- SOURCE EXTRACT -
○ ○ ○

Reviews from

in the past


Simple, tight side scrolling action. My only complaint with it is that the final boss stinks. Other than that? Extremely solid gameplay, great pixel art, great music, awesome characters to play as. All around a good time.

replayed on hard; its good until the final boss (he kinda sucks)

eles realmente deixaram os sprites com seios maiores

Kinda disappointed with this Tengo Project title ngl. While I do think The Ninja Saviors has some fun bits and decent depth, it got tiring fast and the final boss was annoying. I can’t imagine multiplayer being better when Tengo is infamous for having awful co-op mechanics. I do look forward to their next project despite not liking this game.


I love the original for the snes, and I truly think this one might be the best version. It is quite polished and will keep you coming back for more. The new playable characters are great and add a lot of diversity gameplay wise. A true classic that got a new blood in it's veins to shine brighter.

The Ninja Warriors Once Again is the second remake/remaster from Natsume-owned studio, Tengo Project. This studio is a group of individuals, originally from Natsume, that have reuinited and, for the past few years, have been on a mission to remake the games they've worked on years past. The first one was Wild Guns Reloaded, a fully loaded remake of the SNES 1994 original, Wild Guns. The second one is The Ninja Warriors Again, a fully equipped remake of the SNES 1994 original, The Ninja Warriors Again. They've struck gold once again, because this remake, and all their remakes, are blueprints of what remakes should be like.

The Ninja Warriors Once Again is a beat 'em up. Unlike most other beat 'em ups, this one is not a belt-scroller, but a side-scroller. You can play as one of five characters, two of which are unlockable by completing Normal and Hard mode. Each one has their own moveset and combo strings. They are all very different and play very different, which offers a lot of replayability to this title. I struck a cord with Ninja, a big robotic grappler who has a lot of really strong throws that assist with crowd control.

I cleared this one, and the only real walls I ran into were Stage 5's boss, Jubei, who's just insane to run into after playing the first 5 levels. He's fast and strong, and you need to preempt and block a lot of his attacks to get an opening. The second is Stage 7's boss, Zelos. The boss himself isn't bad, but in Hard mode, he gets a lot of fodder that you need to kill or avoid or throw at him in order to do some good damage. I died to them several times on my runs, but once you get through, you're pretty home-free for Stage 8. Just be careful with the final boss.

I wholly recommend this game if you're looking for a great 2D beat 'em up in an era where there are so few.

Halfway between a Shinobi game and a traditional beat-'em-up, The Ninja Saviors pushes you to master its wonderfully diverse roster's full movesets in a way that strongly emphasizes positioning and crowd control. Beautiful-looking remake, too.

I enjoy a good beat-em-up game, but this one really expects you to play with a friend, which I couldn't.

O melhor beat em' up (ou brawler chame como quiser) já feito de VERDADE.

○ ○ ○

- GIVEN INSTRUCTION 1 -
List every stage the game reviews mention by number in the form "Stage" followed by a number.
- GIVEN INSTRUCTION 2 -
Return the part of the game reviews starting with "I cleared this" and going on through "the final boss.".
The data that follows isn't needed for any of this.

- DATA BLOCK -

○ ○ ○

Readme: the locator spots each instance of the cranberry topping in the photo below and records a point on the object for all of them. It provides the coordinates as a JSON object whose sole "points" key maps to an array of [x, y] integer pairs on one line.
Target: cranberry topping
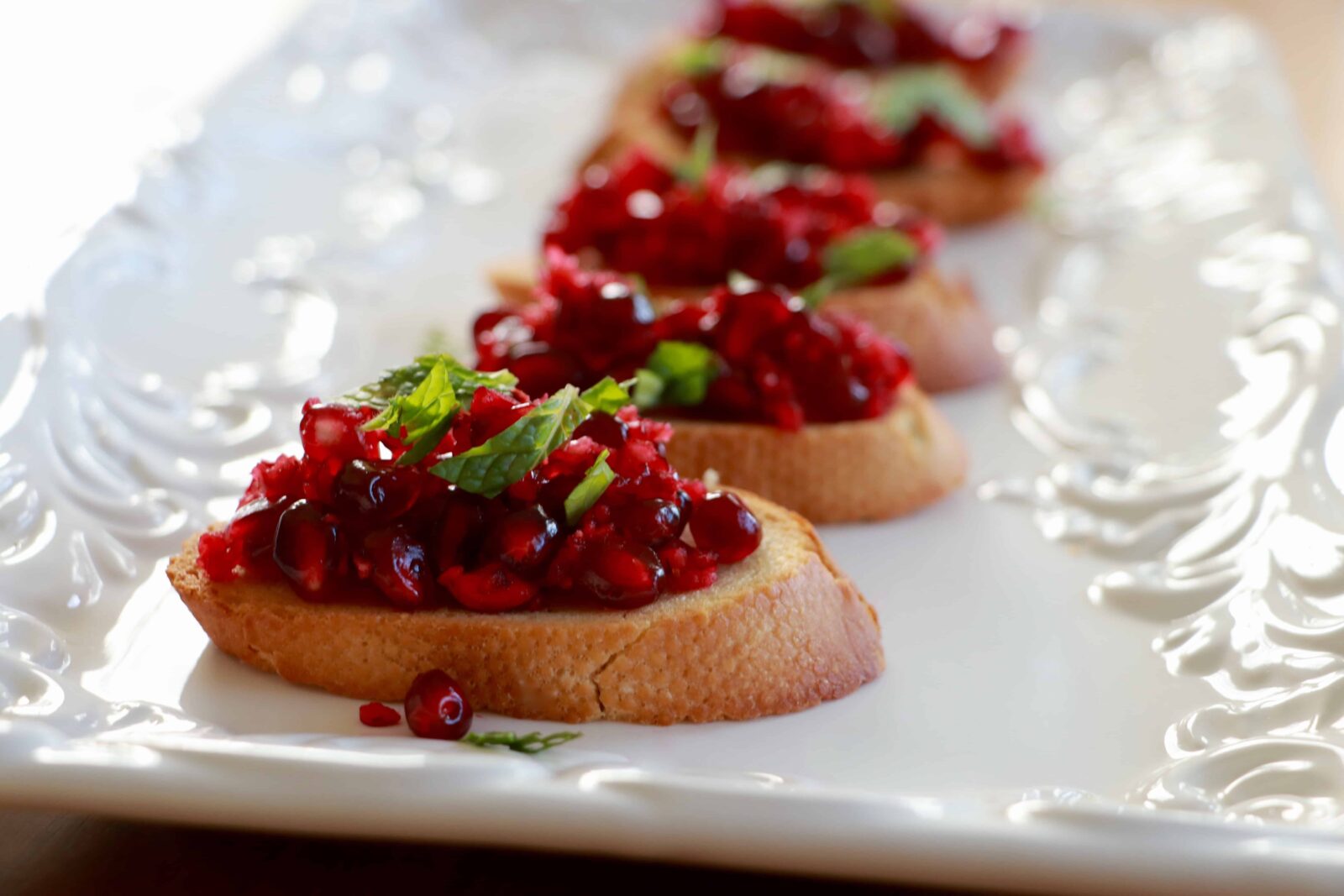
{"points": [[376, 715], [307, 550], [723, 526], [816, 116], [349, 523], [638, 217], [436, 707], [857, 35], [396, 564], [776, 360]]}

○ ○ ○

- PROBLEM SOLUTION 1 -
Stage 5
Stage 7
Stage 8

- PROBLEM SOLUTION 2 -
I cleared this one, and the only real walls I ran into were Stage 5's boss, Jubei, who's just insane to run into after playing the first 5 levels. He's fast and strong, and you need to preempt and block a lot of his attacks to get an opening. The second is Stage 7's boss, Zelos. The boss himself isn't bad, but in Hard mode, he gets a lot of fodder that you need to kill or avoid or throw at him in order to do some good damage. I died to them several times on my runs, but once you get through, you're pretty home-free for Stage 8. Just be careful with the final boss.